§ **PROBLEM 1**
From the forum thread on drop shot fishing below, extract the passage from "# drop shot?" up to and including "a drop shot?", with every word unchanged.

§ **EXCERPT TO READ**
# drop shot?



## 123SHARKY123 (Jan 15, 2008)

hi guys i cant remember but there was a post about while you were flicking plastics you had another line with a lure on it was it a drop shot?


----------



## CatfishKeith (Apr 17, 2009)

I usually have a second line out the back when on the drift whilst flicking plastics or lures with another rod. Depending on the the situation but one out the back its usaully my drop shot IM6


----------



## southcoastmatty (Jan 21, 2009)

I think it is dead stick
scm


----------



## Buff (Dec 31, 2005)

I think southcoastmatty is on the money  
Drop Shot is a way of rigging (normally) a Soft plastic lure 








http://www.bassresource.com/fishing/drop-shot.html
It can also be used for Hard bodies as it can be a way of fishing deep and with practice keeping the lure off the bottom.

Dead Sticking is a reference to when you put No action into the lure by letting it sit on the bottom or hang mid water like you would a bait (no gulp comments please :twisted: :lol: )
http://www.texbass.com/modules.php?name ... le&sid=283

Hope that helps ;-)


----------



## koich (Jul 25, 2007)

Dropshotting is an incredibly underated fishing tactic in Australia.


----------



## 123SHARKY123 (Jan 15, 2008)

thats it thanks for the info & the set up guys


----------



## fishmica (Sep 15, 2008)

> Dropshotting is an incredibly underated fishing tactic in Australia.


Not by Lake Eildons redfin it isn't ;-)


----------



## rossbyers88 (May 4, 2009)

it works.


----------



## johnny (Aug 12, 2007)

one of my common kingy rigs even..


----------

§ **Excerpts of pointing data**
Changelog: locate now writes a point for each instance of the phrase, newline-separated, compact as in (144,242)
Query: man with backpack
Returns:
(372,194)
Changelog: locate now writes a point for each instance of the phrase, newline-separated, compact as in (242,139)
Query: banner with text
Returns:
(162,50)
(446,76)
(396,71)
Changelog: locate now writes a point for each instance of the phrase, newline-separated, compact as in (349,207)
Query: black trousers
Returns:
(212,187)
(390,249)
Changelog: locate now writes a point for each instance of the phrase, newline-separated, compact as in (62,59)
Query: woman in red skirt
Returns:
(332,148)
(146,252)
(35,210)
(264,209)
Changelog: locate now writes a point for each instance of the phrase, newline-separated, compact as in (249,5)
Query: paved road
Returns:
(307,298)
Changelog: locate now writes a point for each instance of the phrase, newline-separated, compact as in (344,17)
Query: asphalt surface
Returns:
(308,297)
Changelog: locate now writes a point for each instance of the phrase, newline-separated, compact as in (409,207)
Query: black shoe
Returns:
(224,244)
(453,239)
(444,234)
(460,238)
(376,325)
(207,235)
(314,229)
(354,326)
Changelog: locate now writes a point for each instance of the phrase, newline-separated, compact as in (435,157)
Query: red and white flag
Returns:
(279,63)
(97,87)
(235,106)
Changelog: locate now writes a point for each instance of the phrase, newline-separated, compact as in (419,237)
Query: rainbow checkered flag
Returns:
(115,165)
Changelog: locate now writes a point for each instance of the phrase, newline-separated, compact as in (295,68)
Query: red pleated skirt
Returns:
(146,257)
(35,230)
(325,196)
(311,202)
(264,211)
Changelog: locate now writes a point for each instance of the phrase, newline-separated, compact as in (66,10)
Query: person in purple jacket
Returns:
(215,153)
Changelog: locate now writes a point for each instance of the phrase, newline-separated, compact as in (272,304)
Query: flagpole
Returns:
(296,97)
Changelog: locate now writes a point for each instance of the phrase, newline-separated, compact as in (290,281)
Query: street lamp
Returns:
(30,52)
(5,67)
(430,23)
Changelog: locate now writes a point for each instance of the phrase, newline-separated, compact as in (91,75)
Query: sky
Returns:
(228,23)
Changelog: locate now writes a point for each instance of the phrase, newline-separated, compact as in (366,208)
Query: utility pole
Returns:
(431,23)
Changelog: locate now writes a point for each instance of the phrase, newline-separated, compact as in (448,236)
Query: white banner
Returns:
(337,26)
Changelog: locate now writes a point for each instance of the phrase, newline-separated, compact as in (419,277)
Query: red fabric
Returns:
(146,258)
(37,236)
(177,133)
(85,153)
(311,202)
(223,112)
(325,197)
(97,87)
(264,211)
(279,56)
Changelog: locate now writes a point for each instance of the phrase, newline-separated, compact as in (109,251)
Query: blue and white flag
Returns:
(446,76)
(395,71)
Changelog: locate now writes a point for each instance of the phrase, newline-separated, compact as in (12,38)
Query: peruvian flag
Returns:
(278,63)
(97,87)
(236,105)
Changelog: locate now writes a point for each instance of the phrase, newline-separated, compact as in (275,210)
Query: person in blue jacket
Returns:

§ **PROBLEM 2**
In the listing above, how many lines contain the string "white"? Reply with the number alone.

§ **OUTPUT 1**
# drop shot?



## 123SHARKY123 (Jan 15, 2008)

hi guys i cant remember but there was a post about while you were flicking plastics you had another line with a lure on it was it a drop shot?

§ **OUTPUT 2**
3